◆ TEXT SEGMENT
+-------+

Single by Richard Ashcroft

from the album Alone with Everybody
- B-side: "(Could Be) A Country Thing, City Thing, Blues Thing"; "Precious Stone";
- Released: 3 April 2000
- Studio: Olympic, Metropolis (London, England)
- Length: 5:39
- Label: Hut; Virgin;
- Songwriter: Richard Ashcroft
- Producers: Chris Potter; Richard Ashcroft;

Richard Ashcroft singles chronology
|  | "A Song for the Lovers" (2000) | "Money to Burn" (2000) |

Audio
- "A Song for the Lovers" on YouTube

= A Song for the Lovers =

Song by Richard Ashcroft

"A Song for the Lovers" is the first solo single from English singer-songwriter Richard Ashcroft, following the break-up of his band The Verve. The opening song off his album, Alone with Everybody; "A Song for the Lovers" was originally written by Ashcroft for the Verve's studio album Urban Hymns. Three different versions were recorded, but the song ultimately did not make the final cut. It was inspired by Joy Division's "Love Will Tear Us Apart".

"A Song for the Lovers" peaked at number three on the UK Singles Chart, becoming Ashcroft's highest-charting solo single alongside "Break the Night with Colour" (2006). Outside the UK, the song became a moderate hit in Europe and Oceania, peaking at number nine in Italy, number 11 in Ireland, number 42 in New Zealand, and number 59 in Australia. The single also sold well in Canada, peaking at number six on the Canadian Singles Chart.

+-------+

◆ WRITTEN REQUEST 1
Which lines in the records below contain the string "hillside"? List each of them in full.

+-------+

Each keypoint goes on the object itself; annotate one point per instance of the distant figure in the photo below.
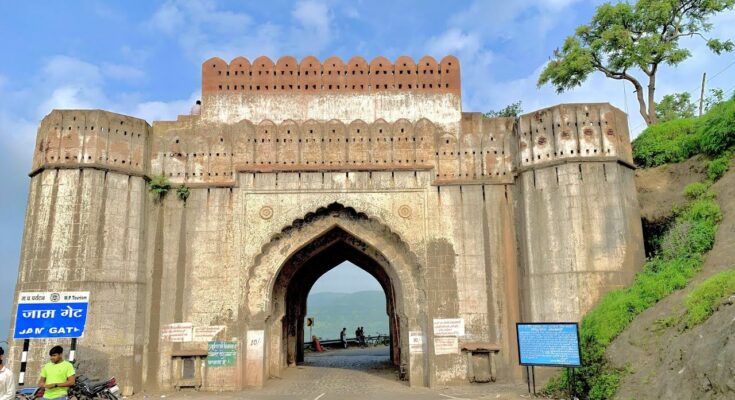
(7, 382)
(317, 346)
(57, 375)
(196, 109)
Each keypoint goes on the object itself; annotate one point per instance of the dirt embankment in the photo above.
(666, 361)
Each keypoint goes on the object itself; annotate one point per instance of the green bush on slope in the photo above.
(673, 141)
(667, 142)
(703, 300)
(691, 235)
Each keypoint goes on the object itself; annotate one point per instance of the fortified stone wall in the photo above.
(580, 231)
(493, 220)
(312, 90)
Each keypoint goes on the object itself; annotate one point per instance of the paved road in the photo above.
(363, 374)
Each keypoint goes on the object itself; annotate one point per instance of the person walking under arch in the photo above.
(343, 337)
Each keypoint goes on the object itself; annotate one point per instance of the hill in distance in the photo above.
(334, 311)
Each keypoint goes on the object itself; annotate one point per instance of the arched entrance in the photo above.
(295, 258)
(304, 268)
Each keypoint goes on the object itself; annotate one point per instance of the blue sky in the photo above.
(143, 58)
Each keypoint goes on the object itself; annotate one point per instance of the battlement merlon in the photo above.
(573, 132)
(315, 90)
(92, 139)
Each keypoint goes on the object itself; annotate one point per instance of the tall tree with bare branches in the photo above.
(625, 37)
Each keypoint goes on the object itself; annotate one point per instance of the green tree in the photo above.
(624, 37)
(675, 106)
(511, 110)
(716, 96)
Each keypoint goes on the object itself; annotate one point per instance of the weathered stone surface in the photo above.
(457, 215)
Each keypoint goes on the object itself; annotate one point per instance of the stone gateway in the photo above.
(470, 224)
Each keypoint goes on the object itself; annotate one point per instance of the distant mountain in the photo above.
(333, 311)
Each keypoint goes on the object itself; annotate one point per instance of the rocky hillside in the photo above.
(666, 360)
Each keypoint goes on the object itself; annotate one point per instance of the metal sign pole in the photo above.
(23, 361)
(73, 350)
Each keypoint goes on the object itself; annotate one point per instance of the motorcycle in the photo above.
(85, 389)
(29, 393)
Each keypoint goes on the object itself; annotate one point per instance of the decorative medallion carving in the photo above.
(404, 211)
(266, 212)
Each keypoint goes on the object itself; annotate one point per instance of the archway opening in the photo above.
(298, 276)
(347, 298)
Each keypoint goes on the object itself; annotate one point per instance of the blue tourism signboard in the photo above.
(549, 344)
(43, 315)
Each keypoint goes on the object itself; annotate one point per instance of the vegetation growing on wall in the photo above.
(692, 234)
(159, 187)
(183, 192)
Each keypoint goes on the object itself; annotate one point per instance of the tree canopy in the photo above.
(511, 110)
(625, 37)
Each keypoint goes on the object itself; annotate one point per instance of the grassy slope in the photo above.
(667, 361)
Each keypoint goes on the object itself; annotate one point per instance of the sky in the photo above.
(345, 278)
(143, 58)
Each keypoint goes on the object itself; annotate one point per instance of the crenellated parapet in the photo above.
(332, 89)
(204, 153)
(287, 75)
(92, 138)
(573, 132)
(195, 151)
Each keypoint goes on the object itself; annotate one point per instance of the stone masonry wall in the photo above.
(493, 220)
(84, 232)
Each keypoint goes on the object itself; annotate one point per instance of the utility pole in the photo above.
(701, 94)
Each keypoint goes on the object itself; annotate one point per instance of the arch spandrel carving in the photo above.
(406, 271)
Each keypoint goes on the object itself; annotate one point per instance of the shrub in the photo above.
(690, 236)
(695, 190)
(159, 186)
(717, 167)
(667, 142)
(686, 237)
(183, 192)
(716, 129)
(703, 300)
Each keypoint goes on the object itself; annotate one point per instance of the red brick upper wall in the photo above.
(331, 76)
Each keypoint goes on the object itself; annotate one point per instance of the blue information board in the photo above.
(43, 315)
(550, 344)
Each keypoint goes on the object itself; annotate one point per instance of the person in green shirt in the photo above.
(57, 375)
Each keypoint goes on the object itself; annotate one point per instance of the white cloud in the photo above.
(202, 30)
(123, 72)
(528, 22)
(312, 15)
(168, 19)
(162, 110)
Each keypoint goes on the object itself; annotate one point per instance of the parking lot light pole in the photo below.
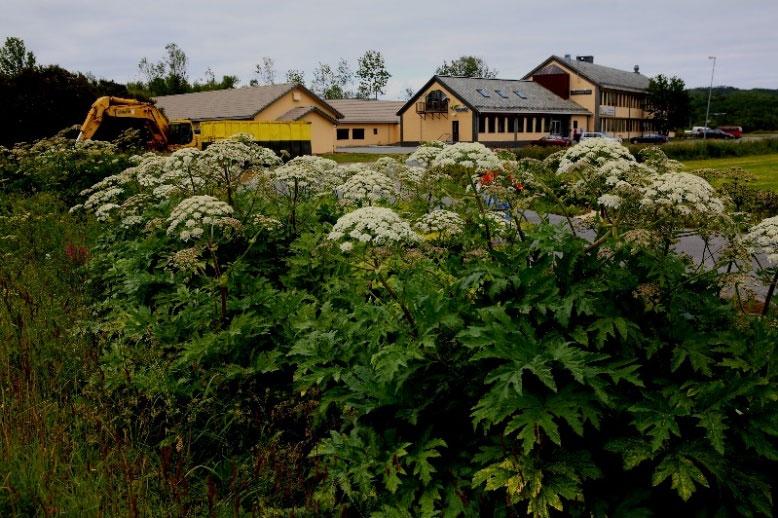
(710, 91)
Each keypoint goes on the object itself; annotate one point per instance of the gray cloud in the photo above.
(230, 36)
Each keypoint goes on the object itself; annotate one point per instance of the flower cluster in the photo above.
(196, 214)
(444, 222)
(368, 187)
(306, 175)
(593, 152)
(472, 156)
(681, 194)
(373, 226)
(763, 239)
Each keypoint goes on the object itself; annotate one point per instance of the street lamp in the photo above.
(710, 91)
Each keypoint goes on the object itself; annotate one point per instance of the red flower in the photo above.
(488, 177)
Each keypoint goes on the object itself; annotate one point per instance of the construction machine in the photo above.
(109, 116)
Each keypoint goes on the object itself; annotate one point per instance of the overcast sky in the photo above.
(675, 37)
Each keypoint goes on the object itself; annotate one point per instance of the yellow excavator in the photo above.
(109, 116)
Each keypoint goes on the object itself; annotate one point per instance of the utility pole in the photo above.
(710, 91)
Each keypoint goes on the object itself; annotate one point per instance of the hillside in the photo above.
(755, 109)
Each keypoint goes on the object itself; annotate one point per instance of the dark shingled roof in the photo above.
(364, 111)
(233, 103)
(298, 113)
(607, 77)
(519, 96)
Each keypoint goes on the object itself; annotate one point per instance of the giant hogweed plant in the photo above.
(456, 360)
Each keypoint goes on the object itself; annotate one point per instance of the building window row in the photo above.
(624, 125)
(624, 100)
(512, 124)
(356, 133)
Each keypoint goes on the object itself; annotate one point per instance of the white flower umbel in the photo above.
(681, 194)
(763, 239)
(305, 175)
(425, 154)
(593, 152)
(440, 221)
(372, 226)
(368, 187)
(186, 170)
(200, 216)
(472, 156)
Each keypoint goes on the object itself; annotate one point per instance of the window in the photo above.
(437, 102)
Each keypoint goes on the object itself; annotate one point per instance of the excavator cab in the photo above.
(180, 134)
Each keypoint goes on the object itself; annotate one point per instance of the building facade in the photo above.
(499, 112)
(285, 102)
(366, 122)
(616, 98)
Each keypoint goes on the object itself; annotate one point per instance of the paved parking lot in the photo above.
(378, 150)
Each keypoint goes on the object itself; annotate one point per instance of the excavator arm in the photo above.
(118, 107)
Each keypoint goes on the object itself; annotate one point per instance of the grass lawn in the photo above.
(350, 158)
(764, 167)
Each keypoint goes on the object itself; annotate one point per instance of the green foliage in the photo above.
(522, 372)
(43, 100)
(467, 66)
(372, 74)
(668, 103)
(14, 57)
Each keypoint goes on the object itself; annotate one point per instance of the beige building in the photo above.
(367, 122)
(285, 102)
(616, 98)
(497, 112)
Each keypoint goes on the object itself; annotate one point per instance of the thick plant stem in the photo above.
(482, 210)
(406, 312)
(222, 288)
(770, 292)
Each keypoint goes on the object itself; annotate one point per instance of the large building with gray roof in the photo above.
(561, 96)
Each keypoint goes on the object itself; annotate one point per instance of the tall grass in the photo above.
(57, 456)
(683, 149)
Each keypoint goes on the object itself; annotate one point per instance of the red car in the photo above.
(735, 131)
(552, 140)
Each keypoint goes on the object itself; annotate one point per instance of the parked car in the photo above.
(586, 135)
(714, 134)
(552, 140)
(735, 131)
(650, 138)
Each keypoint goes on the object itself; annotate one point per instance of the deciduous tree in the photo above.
(14, 57)
(372, 74)
(668, 102)
(467, 66)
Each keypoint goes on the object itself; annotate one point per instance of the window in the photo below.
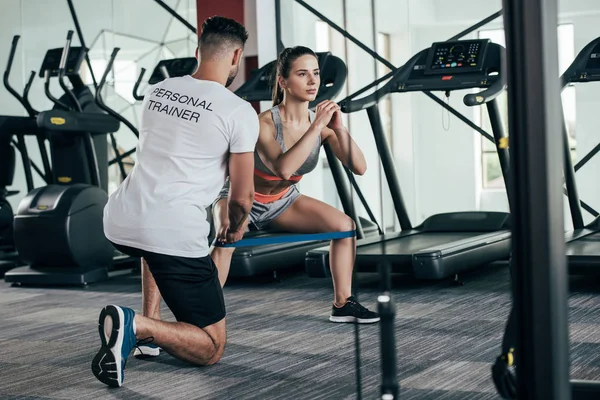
(322, 37)
(491, 171)
(385, 105)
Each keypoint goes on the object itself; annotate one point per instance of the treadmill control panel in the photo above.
(52, 61)
(456, 57)
(594, 60)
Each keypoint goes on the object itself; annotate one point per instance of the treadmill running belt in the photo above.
(408, 245)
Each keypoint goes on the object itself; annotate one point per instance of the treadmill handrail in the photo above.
(486, 95)
(402, 73)
(137, 85)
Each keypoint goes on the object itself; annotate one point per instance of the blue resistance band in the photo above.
(288, 239)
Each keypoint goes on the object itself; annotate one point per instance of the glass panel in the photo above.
(491, 165)
(492, 173)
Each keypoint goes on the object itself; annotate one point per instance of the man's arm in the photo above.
(241, 189)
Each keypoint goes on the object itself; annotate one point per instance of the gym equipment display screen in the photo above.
(594, 61)
(456, 57)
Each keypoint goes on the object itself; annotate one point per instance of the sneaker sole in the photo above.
(354, 319)
(111, 376)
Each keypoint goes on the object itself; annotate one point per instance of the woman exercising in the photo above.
(288, 147)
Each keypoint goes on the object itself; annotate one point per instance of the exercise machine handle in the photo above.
(137, 85)
(49, 94)
(486, 95)
(100, 101)
(29, 107)
(110, 111)
(62, 72)
(11, 90)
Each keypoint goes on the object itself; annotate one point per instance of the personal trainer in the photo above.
(185, 152)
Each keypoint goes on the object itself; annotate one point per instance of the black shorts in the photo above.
(189, 286)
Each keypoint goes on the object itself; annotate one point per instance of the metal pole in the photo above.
(380, 171)
(387, 160)
(538, 235)
(570, 179)
(587, 157)
(502, 149)
(176, 15)
(81, 40)
(343, 189)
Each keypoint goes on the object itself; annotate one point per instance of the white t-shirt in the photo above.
(188, 129)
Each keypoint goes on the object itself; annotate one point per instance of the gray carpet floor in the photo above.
(280, 343)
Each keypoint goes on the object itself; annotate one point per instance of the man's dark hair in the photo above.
(219, 34)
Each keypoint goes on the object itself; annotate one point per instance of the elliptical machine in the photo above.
(58, 228)
(16, 127)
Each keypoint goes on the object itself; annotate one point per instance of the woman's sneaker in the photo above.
(117, 336)
(352, 311)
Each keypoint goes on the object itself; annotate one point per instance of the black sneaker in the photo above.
(352, 311)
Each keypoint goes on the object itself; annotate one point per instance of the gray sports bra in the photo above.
(311, 161)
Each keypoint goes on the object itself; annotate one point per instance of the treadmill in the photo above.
(256, 260)
(444, 244)
(583, 243)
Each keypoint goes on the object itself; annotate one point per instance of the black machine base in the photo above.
(55, 276)
(6, 266)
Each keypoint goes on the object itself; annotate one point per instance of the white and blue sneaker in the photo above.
(117, 335)
(144, 349)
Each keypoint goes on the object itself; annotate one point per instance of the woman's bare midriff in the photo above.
(264, 186)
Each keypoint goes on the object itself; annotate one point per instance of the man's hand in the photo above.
(221, 234)
(336, 123)
(234, 236)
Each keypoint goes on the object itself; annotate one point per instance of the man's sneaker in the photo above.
(145, 350)
(115, 326)
(352, 311)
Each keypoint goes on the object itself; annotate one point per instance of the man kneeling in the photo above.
(158, 212)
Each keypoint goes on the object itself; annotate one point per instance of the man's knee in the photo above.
(345, 224)
(217, 335)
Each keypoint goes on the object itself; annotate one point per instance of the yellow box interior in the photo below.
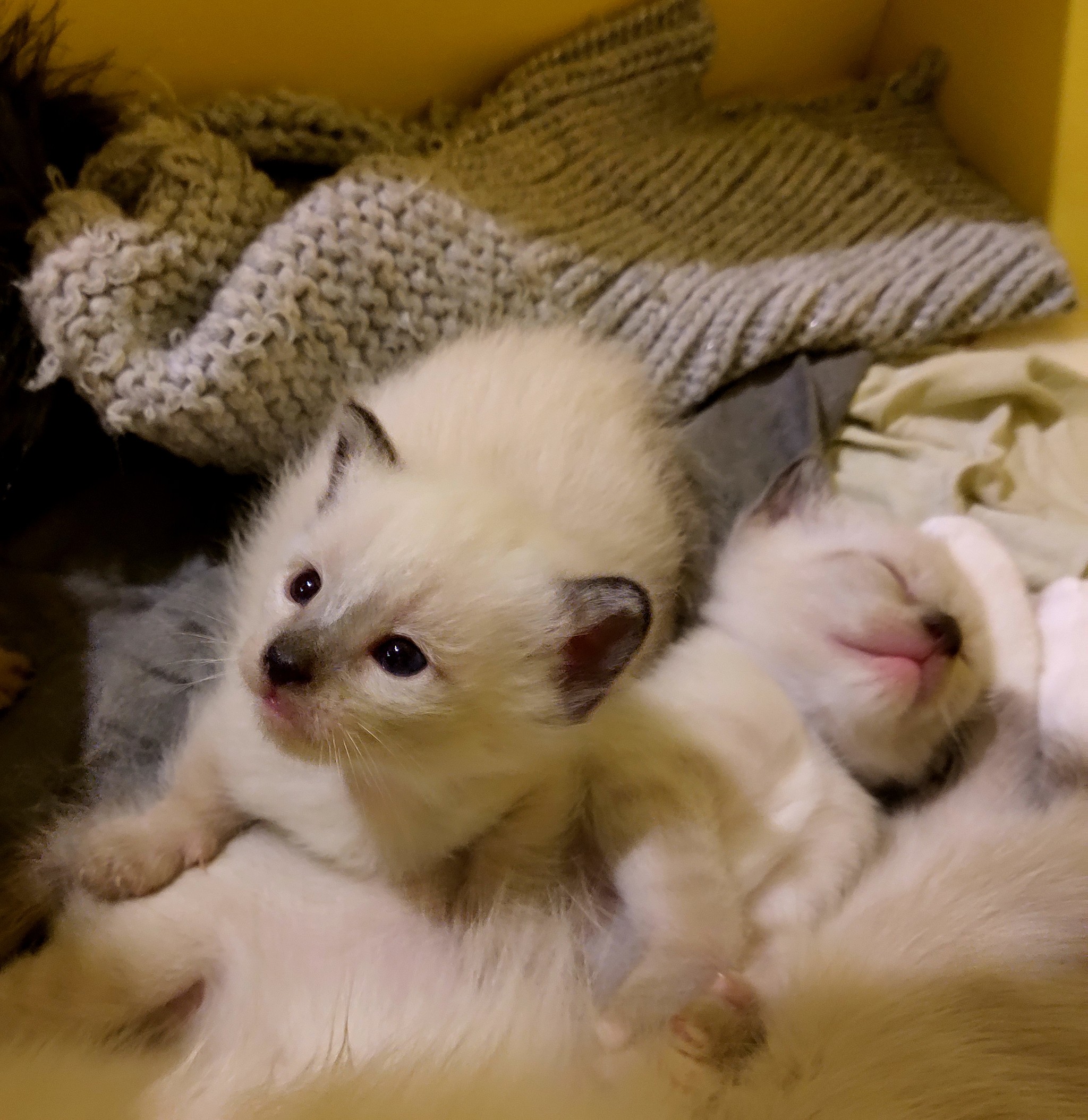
(1015, 100)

+-------+

◆ WRITTEN REQUEST 2
In the song article above, what is the stretch that opens with "Single by Richard" and closes with "Metropolis (London, England)"? Reproduce it word for word.

◆ EXERCISE RESPONSE 1
Each keypoint goes on the object itself; annotate one point per instance of the rocky hillside in the photo above.
Each keypoint goes on the object itself; annotate one point per instance of the hillside in the photo above.

◆ EXERCISE RESPONSE 2
Single by Richard Ashcroft

from the album Alone with Everybody
- B-side: "(Could Be) A Country Thing, City Thing, Blues Thing"; "Precious Stone";
- Released: 3 April 2000
- Studio: Olympic, Metropolis (London, England)